**Record list**

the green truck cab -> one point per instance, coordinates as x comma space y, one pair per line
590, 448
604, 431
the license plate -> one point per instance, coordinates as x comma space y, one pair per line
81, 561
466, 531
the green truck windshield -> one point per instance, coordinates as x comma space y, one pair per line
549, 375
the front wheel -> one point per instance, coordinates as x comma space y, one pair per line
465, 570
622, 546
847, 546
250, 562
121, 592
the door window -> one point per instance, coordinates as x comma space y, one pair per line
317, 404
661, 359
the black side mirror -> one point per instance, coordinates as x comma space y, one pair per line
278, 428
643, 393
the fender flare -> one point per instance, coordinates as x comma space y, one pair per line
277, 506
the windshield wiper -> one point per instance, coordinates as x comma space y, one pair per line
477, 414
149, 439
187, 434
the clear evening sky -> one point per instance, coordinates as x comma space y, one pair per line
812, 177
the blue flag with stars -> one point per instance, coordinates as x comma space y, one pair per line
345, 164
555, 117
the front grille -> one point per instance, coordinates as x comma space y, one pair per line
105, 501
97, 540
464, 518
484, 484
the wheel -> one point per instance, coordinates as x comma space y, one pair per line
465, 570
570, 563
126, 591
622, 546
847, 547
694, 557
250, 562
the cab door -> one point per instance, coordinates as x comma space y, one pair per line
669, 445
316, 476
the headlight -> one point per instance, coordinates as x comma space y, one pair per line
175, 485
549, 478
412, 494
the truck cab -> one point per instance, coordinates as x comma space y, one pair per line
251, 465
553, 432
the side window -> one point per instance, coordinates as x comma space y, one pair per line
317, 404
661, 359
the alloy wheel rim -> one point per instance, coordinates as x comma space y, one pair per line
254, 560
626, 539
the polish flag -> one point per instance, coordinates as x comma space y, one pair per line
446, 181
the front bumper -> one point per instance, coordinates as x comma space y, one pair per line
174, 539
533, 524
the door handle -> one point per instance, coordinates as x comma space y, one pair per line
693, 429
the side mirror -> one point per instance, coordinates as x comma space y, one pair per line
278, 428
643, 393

**What is being asked**
Please convert every line of the rows above into a JSON list of strings, one string per line, leaving out blank lines.

**Correct answer**
[
  "the green truck cab -> one point per instance, coordinates as x comma space y, one pair per line",
  "590, 448",
  "604, 431",
  "the license plate -> one point per instance, coordinates as x comma space y, one pair per line",
  "81, 561",
  "466, 531",
  "the green truck windshield -> one point per instance, coordinates as x comma space y, one pair per line",
  "549, 375",
  "the front wheel -> one point per instance, coordinates as x comma space y, one pair per line",
  "465, 570",
  "622, 546",
  "847, 546",
  "250, 562",
  "121, 592",
  "the door window -> one point per instance, coordinates as x comma space y, one pair per line",
  "317, 404",
  "661, 359",
  "the black side mirror -> one point per instance, coordinates as x comma space y, one pair per line",
  "278, 428",
  "643, 393",
  "the fender flare -> one point per instance, coordinates as x comma space y, one pair per line",
  "277, 506",
  "the windshield wiper -> one point per instance, coordinates as x comma space y, one pair per line",
  "477, 414",
  "149, 439",
  "187, 434",
  "the clear evening sky -> one point per instance, coordinates as x comma space y, one pair per line",
  "812, 177",
  "the blue flag with stars -> one point per instance, coordinates as x comma space y, one pair per line",
  "345, 164",
  "555, 117",
  "the front grille -> one point per instance, coordinates as x comma space y, one pair per line",
  "105, 501",
  "97, 540",
  "464, 518",
  "484, 484",
  "the wheel -> one point per instance, coordinates as x comma space y, one pair per line",
  "465, 570",
  "570, 563",
  "126, 591",
  "622, 546",
  "847, 547",
  "694, 557",
  "250, 562",
  "the cab door -> one point per instance, coordinates as x comma space y, one pair per line",
  "669, 445",
  "316, 476",
  "the headlight -> one point per instance, coordinates as x comma space y, one pair per line",
  "175, 485",
  "549, 478",
  "412, 494",
  "the truck cab -> one point per instance, coordinates as x comma space y, one pair per line",
  "251, 465",
  "553, 432",
  "the side window -> one point per instance, coordinates as x comma space y, one pair per line",
  "317, 404",
  "661, 359",
  "the alloy wheel rim -> one point per instance, coordinates as x comma space y, one pair per line",
  "254, 560",
  "626, 539",
  "the polish flag -> one point per instance, coordinates as x comma space y, one pair per line",
  "446, 181",
  "the front bumper -> one point per instance, coordinates as x comma space y, one pair per line",
  "174, 539",
  "533, 524",
  "the door handle -> one point per instance, coordinates as x comma space y, one pair per line",
  "693, 429",
  "the side mirror -> one point per instance, coordinates as x comma space y, one pair per line",
  "278, 428",
  "643, 393"
]